QUOTED TEXT -
>>>
Guest Post: The Church, Advertising and the Junk We Don't Need
As a result of previous discussion on this blog, I invited one of our regular commentors, Anthony Chelette, who works as an advertising agency art director, to read the Pontifical Council on Social Communications document Ethics In Advertising and write his thoughts on it as a person working in the field. He was kind enough to do so, and thus results the following guest post.
I’d like to thank Anthony for taking the time to read the document and write this response over the last several weeks. I hope this will lead to fruitful discussion and greater understanding of the field and this response to it.
–Brendan Hodge (DarwinCatholic)
Certain ideas are intrinsically a part of being American. Liberty. Individualism. Capitalism. But often another ‘ism’— consumerism— is associated with the American experience. Catholics appropriately abhor what consumerism is — an insatiable search for happiness through material gratification— and some point a finger at advertising as a pusher for ‘unneeded’ products of questionable value. Such opinion holds advertisers partially responsible for behavior that distracts from moral progress and discourages the ordering of economies.
The Church has always had a keen eye on how the desire for material satisfaction erects walls between the human person and his true destiny in Heaven. Jesus himself recognized that love for possessions easily make men willing slaves. Suddenly, man is more obedient to besting his Guitar Hero score than Christ’s teachings.
In a genuinely free society, businesses openly compete for our attention and dollars via advertising. Ads aim to alert consumers about products and services available in the marketplace and often do so in creative ways. Working as an art director, writers and others like me work pretty hard at being funny or shocking or profound to hopefully influence your spending.
What is Need?
Thus there is a natural tension between the reality of liberty and our economic choices. The Vatican document ‘Ethics in Advertising’* states that advertising often plays a destructive role in economic development by steering consumers towards products they do not need. Quoting Communio et Progressio:
If harmful or utterly useless goods are touted to the public, if false assertions are made about the goods for sale, if less admirable human tendencies are exploited, those responsible for such advertising harm society and forfeit their good name and credibility.
On phenomena of ‘branding’, it continues:
Sometimes advertisers speak of it as part of their task to ‘create’ needs for products and services they [consumers] do not need. “If…direct appeal is made to his [the human person] instincts — while ignoring in various ways the reality of the person as intelligent and free — then consumer attitudes and life-styles can be created which are objectively improper and often damaging to his physical and spiritual health.”
I empathize here but find these statements somewhat problematic. What is an “utterly useless good”? Only the consumer can decide that. Certainly we could all agree that useless goods exist, but I doubt all of us could agree on what those products are. Indeed, one benefit of a free market economy is that truly ‘useless’ products can be discovered and discarded by consumers.
<<<
EXTRACTED MATERIAL -
>>>
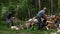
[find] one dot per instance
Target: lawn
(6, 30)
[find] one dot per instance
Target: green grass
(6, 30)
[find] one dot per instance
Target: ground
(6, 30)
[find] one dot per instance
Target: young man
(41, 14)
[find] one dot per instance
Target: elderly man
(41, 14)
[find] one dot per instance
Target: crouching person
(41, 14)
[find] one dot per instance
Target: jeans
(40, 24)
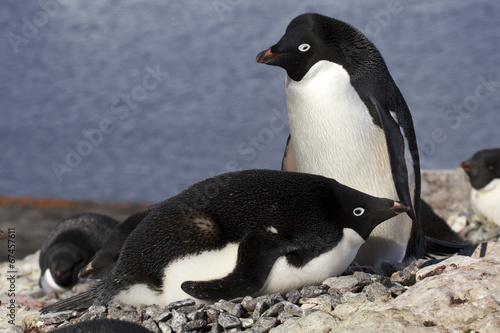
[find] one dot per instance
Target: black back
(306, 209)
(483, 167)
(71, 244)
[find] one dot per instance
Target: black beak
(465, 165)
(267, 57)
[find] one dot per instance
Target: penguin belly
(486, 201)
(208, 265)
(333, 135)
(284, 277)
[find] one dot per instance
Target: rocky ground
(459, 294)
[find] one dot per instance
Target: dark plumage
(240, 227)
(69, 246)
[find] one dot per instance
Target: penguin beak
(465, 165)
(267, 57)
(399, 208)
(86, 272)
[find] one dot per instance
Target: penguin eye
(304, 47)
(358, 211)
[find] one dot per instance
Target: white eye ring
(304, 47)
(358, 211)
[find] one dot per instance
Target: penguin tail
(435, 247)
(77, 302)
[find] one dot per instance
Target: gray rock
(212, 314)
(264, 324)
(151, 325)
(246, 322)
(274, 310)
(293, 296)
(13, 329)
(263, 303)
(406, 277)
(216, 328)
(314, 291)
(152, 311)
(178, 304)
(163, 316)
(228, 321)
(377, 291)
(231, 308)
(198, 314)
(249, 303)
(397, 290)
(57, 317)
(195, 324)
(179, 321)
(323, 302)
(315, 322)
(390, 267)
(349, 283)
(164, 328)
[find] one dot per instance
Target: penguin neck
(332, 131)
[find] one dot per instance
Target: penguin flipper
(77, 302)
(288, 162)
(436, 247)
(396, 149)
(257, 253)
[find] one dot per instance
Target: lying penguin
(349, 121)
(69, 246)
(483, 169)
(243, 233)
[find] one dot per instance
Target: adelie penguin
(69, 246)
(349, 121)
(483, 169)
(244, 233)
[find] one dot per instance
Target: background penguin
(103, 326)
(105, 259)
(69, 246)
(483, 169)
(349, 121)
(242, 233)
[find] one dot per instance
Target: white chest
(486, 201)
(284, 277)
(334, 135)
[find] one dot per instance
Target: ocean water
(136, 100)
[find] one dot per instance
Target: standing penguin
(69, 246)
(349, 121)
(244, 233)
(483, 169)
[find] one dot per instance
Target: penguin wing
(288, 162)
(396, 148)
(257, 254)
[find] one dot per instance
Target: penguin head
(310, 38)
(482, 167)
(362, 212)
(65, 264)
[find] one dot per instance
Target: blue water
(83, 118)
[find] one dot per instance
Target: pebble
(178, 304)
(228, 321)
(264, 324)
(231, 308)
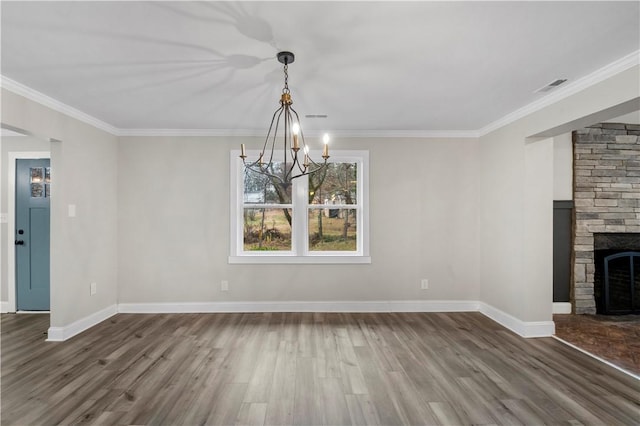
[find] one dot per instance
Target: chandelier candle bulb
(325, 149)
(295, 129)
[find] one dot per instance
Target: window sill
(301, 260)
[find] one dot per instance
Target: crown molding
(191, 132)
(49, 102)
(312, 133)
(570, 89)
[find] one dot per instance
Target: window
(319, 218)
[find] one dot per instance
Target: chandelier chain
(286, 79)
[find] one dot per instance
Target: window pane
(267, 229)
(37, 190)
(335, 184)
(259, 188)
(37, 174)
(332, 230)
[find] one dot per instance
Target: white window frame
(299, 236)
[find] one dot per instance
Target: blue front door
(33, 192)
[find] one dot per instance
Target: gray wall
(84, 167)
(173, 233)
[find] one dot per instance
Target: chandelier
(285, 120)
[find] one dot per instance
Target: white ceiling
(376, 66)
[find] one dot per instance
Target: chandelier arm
<<<
TASK LIST -
1 - List the ideas that the guest post on advertising says are intrinsically a part of being American.
2 - Reproduce word for word the part of the guest post on advertising that opens with the words containing "Certain ideas are" and closes with "ordering of economies.".
3 - In the guest post on advertising, what job does Anthony Chelette hold?

SOLUTION LIST -
1 - Liberty, Individualism, Capitalism

2 -
Certain ideas are intrinsically a part of being American. Liberty. Individualism. Capitalism. But often another ‘ism’— consumerism— is associated with the American experience. Catholics appropriately abhor what consumerism is — an insatiable search for happiness through material gratification— and some point a finger at advertising as a pusher for ‘unneeded’ products of questionable value. Such opinion holds advertisers partially responsible for behavior that distracts from moral progress and discourages the ordering of economies.

3 - He works as an advertising agency art director.